** begin Data shown **
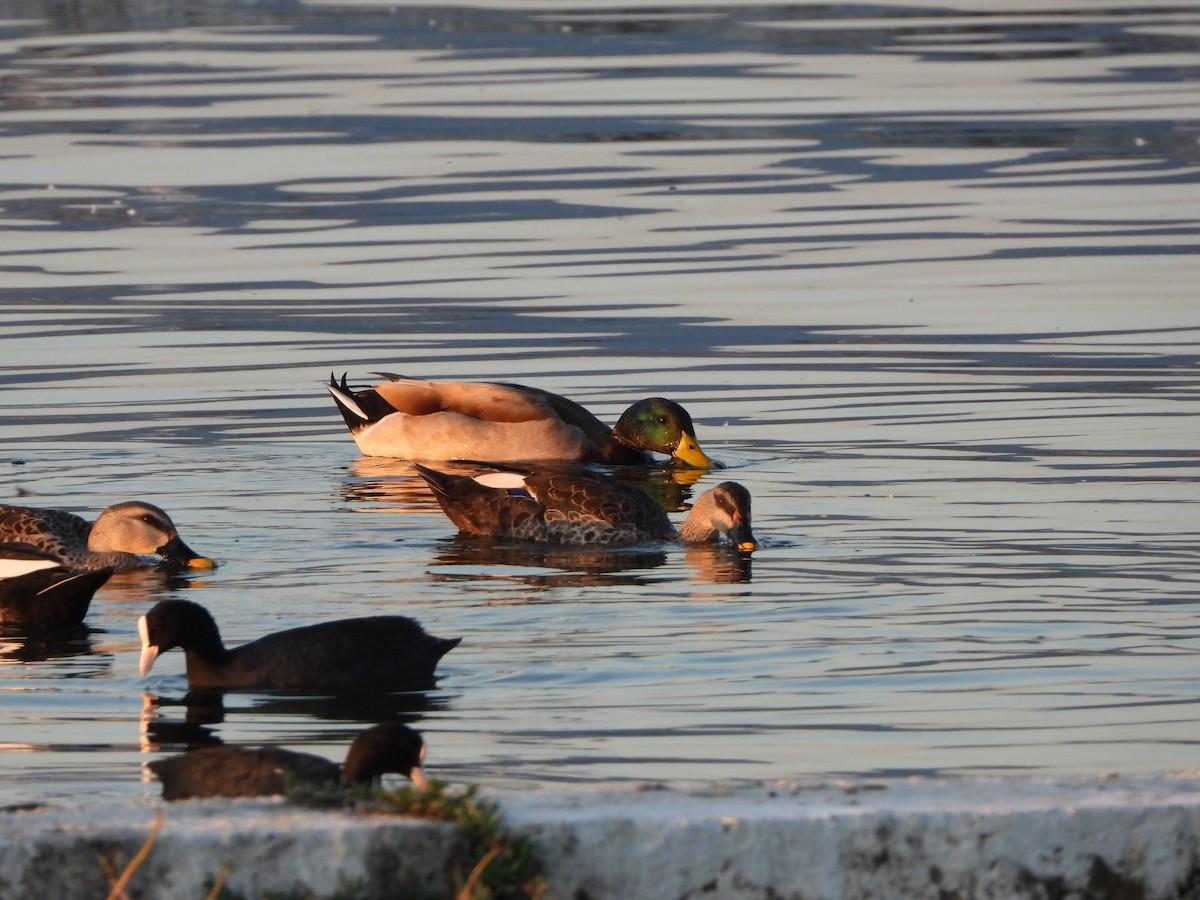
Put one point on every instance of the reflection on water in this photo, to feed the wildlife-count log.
(921, 274)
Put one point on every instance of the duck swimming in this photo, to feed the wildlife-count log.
(37, 589)
(126, 535)
(265, 771)
(568, 508)
(375, 652)
(411, 419)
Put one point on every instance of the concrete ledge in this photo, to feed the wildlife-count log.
(1125, 838)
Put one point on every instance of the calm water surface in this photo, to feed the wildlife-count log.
(925, 275)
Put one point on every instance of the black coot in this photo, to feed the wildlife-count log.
(381, 652)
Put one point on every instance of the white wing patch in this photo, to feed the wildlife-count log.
(15, 568)
(503, 480)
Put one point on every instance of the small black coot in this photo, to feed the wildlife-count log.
(381, 652)
(264, 771)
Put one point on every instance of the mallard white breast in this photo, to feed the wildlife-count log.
(411, 419)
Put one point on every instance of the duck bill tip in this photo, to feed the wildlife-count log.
(145, 663)
(689, 453)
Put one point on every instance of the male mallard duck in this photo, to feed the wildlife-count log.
(124, 537)
(381, 652)
(508, 423)
(563, 508)
(37, 589)
(264, 771)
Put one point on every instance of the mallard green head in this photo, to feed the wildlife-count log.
(663, 426)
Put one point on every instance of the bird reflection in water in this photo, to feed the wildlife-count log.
(195, 719)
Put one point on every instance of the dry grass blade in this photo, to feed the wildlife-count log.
(118, 892)
(468, 889)
(219, 885)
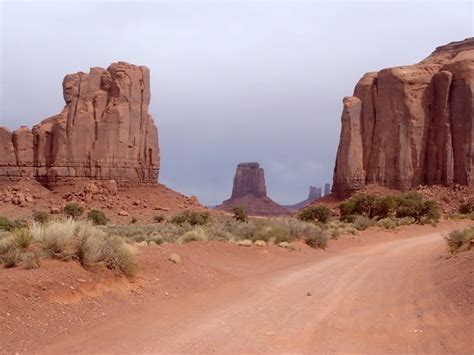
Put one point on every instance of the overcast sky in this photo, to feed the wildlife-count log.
(231, 82)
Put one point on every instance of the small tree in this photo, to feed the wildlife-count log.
(97, 217)
(159, 218)
(315, 214)
(240, 214)
(73, 210)
(41, 217)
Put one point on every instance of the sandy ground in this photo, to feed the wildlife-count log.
(378, 292)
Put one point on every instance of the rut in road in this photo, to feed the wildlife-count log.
(374, 299)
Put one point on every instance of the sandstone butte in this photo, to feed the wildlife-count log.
(104, 132)
(249, 191)
(410, 125)
(315, 193)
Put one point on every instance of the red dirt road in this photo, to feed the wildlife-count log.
(377, 298)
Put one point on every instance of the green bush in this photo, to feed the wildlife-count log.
(23, 237)
(410, 204)
(362, 222)
(360, 204)
(466, 207)
(97, 217)
(5, 224)
(9, 225)
(387, 223)
(240, 214)
(460, 240)
(73, 210)
(315, 214)
(191, 217)
(159, 218)
(317, 239)
(41, 217)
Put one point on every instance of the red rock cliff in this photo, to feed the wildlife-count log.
(411, 125)
(104, 132)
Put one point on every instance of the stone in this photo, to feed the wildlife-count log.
(249, 191)
(103, 133)
(410, 125)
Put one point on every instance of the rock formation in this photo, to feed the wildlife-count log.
(314, 194)
(327, 189)
(249, 191)
(104, 132)
(411, 125)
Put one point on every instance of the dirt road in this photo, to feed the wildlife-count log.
(379, 298)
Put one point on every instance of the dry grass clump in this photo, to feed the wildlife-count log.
(194, 235)
(66, 240)
(460, 240)
(260, 243)
(362, 222)
(245, 243)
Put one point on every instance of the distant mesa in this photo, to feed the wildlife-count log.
(249, 191)
(410, 125)
(104, 132)
(315, 193)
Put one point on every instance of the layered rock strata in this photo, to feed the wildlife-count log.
(104, 132)
(249, 191)
(410, 125)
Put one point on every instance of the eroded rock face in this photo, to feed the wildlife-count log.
(103, 133)
(249, 179)
(410, 126)
(249, 191)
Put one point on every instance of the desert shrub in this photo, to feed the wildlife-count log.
(260, 243)
(359, 204)
(41, 217)
(240, 214)
(197, 218)
(73, 210)
(55, 239)
(466, 207)
(244, 243)
(387, 223)
(315, 214)
(97, 217)
(317, 239)
(5, 223)
(9, 225)
(411, 204)
(89, 245)
(385, 206)
(23, 237)
(159, 218)
(30, 260)
(460, 240)
(117, 257)
(362, 222)
(197, 234)
(277, 232)
(10, 254)
(157, 240)
(191, 217)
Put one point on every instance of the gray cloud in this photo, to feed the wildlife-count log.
(231, 82)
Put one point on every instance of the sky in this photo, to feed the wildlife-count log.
(231, 82)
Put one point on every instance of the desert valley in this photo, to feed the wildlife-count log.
(97, 255)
** end Data shown **
§ **Set exercise**: Rewrite every line of the records above, replacing "wildlife-count log" with "bird survey sheet" and changing nothing else. Leave the pictures out of your answer.

§ **Answer to the exercise**:
Put one point on every instance of the reflection on water in this photo, to feed the bird survey sheet.
(921, 274)
Put one point on every instance of the duck swimming in this photo, to feed the bird survey sheet.
(37, 589)
(126, 535)
(265, 771)
(568, 508)
(375, 652)
(411, 419)
Put one point on every instance of the concrete ledge in this photo, to feed the bird survey sheet.
(1125, 838)
Put one point on every instance of the calm water surface in this photo, to feed the bird survey sheet.
(925, 275)
Put one point on every instance of the black coot in this photo, to feed the bird survey sheet.
(381, 652)
Put one point on every instance of the white wing patch in this photo, to feed the bird survey sheet.
(15, 568)
(503, 480)
Put one point on every instance of the small black coot in this photo, to feed the bird survey sheet.
(381, 652)
(264, 771)
Put one point on every instance of the mallard white breast in this photo, to feed the bird survey sheet.
(411, 419)
Put one point on every instance of the duck bill tip in this photo, to feed the bird survey sheet.
(145, 663)
(689, 453)
Put one point on every instance of the male mallard duck in this photo, to feed the bird survey sheet.
(124, 537)
(381, 652)
(508, 423)
(563, 508)
(37, 589)
(264, 771)
Put one point on every instance of the mallard green head in this photo, to feed the bird survey sheet.
(663, 426)
Put one point on every instance of the bird reflection in water in this photo, to feed the bird survey sheet.
(195, 719)
Put one point on every instance of the dry grass blade in this photo, to feed the bird survey sheet.
(118, 892)
(468, 889)
(219, 885)
Put one point on every instance of the overcast sky in this photo, to feed the bird survey sheet.
(231, 82)
Put one point on every instance of the small tree in this photo, to feed the bird survey sheet.
(97, 217)
(159, 218)
(315, 214)
(240, 214)
(73, 210)
(41, 217)
Put one point on every instance of the sandy ground in this photo, to feed the bird survey sheet.
(378, 292)
Put one point on every instance of the rut in road in this photo, to feed the bird survey sheet.
(374, 299)
Put one point on every instance of the sandstone butte in this photo, to feed the bird survey sheet.
(104, 132)
(249, 191)
(410, 125)
(315, 193)
Put one point on every instance of the red dirt road in this photo, to feed the bird survey sheet.
(377, 298)
Put one point on every instance of the green bush in this photo, to feed the bird survey sheet.
(23, 237)
(410, 204)
(362, 222)
(360, 204)
(466, 207)
(97, 217)
(5, 224)
(9, 225)
(387, 223)
(240, 214)
(460, 240)
(73, 210)
(315, 214)
(191, 217)
(159, 218)
(317, 239)
(41, 217)
Put one point on every instance of the red rock cliff in this photo, to feed the bird survey sheet.
(411, 125)
(104, 132)
Put one point on every instance of the stone in this photo, to feed the bird survey sheet.
(249, 191)
(103, 133)
(410, 125)
Put one point on every instance of the rock formation in this photo, to feed the bird survey sheet.
(314, 194)
(327, 189)
(249, 191)
(104, 132)
(411, 125)
Put one point on every instance of the dirt road in this photo, to feed the bird survey sheet.
(379, 298)
Put one point on every instance of the dry grass clump in this photo, to feed the bird survey sheet.
(194, 235)
(66, 240)
(460, 240)
(260, 243)
(362, 222)
(245, 243)
Put one point on every instance of the distant mesa in this photo, to feed the bird survey sheet.
(249, 191)
(410, 125)
(104, 132)
(315, 193)
Put one point on every instance of the layered rock strata in this photo, to feed the bird survey sheet.
(104, 132)
(249, 191)
(410, 125)
Put one point on every instance of the eroded rock face in this photo, to feed the bird survey sheet.
(103, 133)
(249, 179)
(410, 126)
(249, 191)
Put one point on every instance of the desert shrub in this photo, to feed the bird survey sheet.
(260, 243)
(359, 204)
(41, 217)
(240, 214)
(197, 218)
(73, 210)
(55, 239)
(466, 207)
(244, 243)
(387, 223)
(315, 214)
(97, 217)
(317, 239)
(5, 223)
(9, 225)
(411, 204)
(89, 245)
(385, 206)
(23, 237)
(159, 218)
(30, 260)
(460, 240)
(117, 257)
(362, 222)
(197, 234)
(277, 232)
(10, 254)
(157, 240)
(191, 217)
Put one point on every instance of the gray cloud in this photo, to feed the bird survey sheet.
(231, 82)
Put one point on every instance of the sky in this photo, to feed the bird survey sheet.
(231, 82)
Put one point on every instance of the desert valley in this photo, to feed the bird survey sheet.
(97, 255)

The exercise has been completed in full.